> **Fuente**
# frida-nc has joined the Spanish-English moderators



## mkellogg

Hi everybody,

I'm pleased to announce that Frida-nc has joined as a moderator.

Glad to be working with you Frida!

Mike


----------



## Vanda

Hola, Frida! Bienvenida al equipo!


----------



## frida-nc

Thanks very much Mike. I am happy to be working to keep WordReference working for everyone.

Vanda, companheira, agradeço muito a tua gentileza.  (I probably messed that up, so, Vanda, my colleague and friend, thanks a bunch for your kindness!)


----------



## Nunty

Welcome, Frida! It will be a pleasure to work with you.


----------



## Tampiqueña

Mucha suerte querida Frida , tu presencia en el equipo de moderadores es una noticia maravillosa.

Abrazos,
Beatriz


----------



## Paulfromitaly

*Welcome to the team!! *


----------



## Gévy

¡Bienvenida! 

Bisous,

Gévy


----------



## Rayines

¡¡Felicitaciones, Frida!!, ¡¡sé que por acá por Bs. As. todos tienen el mejor recuerdo de vos!!


----------



## coquis14

Me alegro mucho por usted Frida , siempre atiendo de manera especial sus vastos conociemientos.


----------



## frida-nc

Dear friends!  Thanks for the kind wishes.
Sister, your techno-tutelage is invaluable!  
Beatriz, we've been pals a long time! (Tampi de mi corazón...)
Paul and Gévy, new friends: so glad to know you.  You have all my admiration for your work in the Italian and French forums. 
¡Rayines! la próxima vez, te busco para darte un abrazo.
Coquis, acabo de ver tu mensaje. Mil gracias, por favor *tuteémonos*, y espero conocerte mejor.


----------



## EmilyD

Mazel Tov !  Frida.  

_~~Nomi_


----------



## sokol

A warm welcome from me too, Frida!


----------



## alexacohen

Mi querida Frida, qué privilegio tenerte como mod.

> **Datos mostrados**
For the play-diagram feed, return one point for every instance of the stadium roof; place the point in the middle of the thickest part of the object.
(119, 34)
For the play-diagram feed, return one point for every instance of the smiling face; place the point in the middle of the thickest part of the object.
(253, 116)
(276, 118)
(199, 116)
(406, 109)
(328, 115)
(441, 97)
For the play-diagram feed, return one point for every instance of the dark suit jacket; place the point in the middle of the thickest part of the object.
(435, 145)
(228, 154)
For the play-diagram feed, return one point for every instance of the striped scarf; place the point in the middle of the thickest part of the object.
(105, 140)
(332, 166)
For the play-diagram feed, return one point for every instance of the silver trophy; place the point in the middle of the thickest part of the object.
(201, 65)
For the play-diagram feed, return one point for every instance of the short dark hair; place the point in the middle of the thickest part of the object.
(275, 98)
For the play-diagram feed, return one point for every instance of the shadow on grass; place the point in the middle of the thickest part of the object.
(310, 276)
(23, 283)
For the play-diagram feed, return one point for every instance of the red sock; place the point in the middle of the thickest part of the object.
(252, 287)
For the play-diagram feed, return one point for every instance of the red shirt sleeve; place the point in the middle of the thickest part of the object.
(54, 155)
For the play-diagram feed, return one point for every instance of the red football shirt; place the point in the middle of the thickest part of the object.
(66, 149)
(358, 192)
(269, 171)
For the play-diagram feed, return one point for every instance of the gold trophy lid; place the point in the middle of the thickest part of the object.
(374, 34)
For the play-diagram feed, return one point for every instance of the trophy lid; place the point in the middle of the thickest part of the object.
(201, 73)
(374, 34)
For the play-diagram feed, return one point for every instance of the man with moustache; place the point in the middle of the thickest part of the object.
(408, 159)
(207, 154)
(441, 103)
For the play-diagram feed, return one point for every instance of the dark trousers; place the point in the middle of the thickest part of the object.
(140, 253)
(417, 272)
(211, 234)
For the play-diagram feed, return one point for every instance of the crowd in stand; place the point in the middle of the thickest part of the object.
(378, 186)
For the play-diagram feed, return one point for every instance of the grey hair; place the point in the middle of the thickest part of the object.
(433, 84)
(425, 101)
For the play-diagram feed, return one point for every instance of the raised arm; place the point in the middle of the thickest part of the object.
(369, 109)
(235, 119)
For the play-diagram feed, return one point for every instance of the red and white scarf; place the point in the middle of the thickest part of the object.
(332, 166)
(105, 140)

> **Problema planteado**
Devuelva sin cambio alguno el tramo del hilo sobre la incorporación de frida-nc al equipo de moderadores que va desde "Beatriz, we've been" hasta "espero conocerte mejor.".

> **Respuesta**
Beatriz, we've been pals a long time! (Tampi de mi corazón...)
Paul and Gévy, new friends: so glad to know you.  You have all my admiration for your work in the Italian and French forums. 
¡Rayines! la próxima vez, te busco para darte un abrazo.
Coquis, acabo de ver tu mensaje. Mil gracias, por favor *tuteémonos*, y espero conocerte mejor.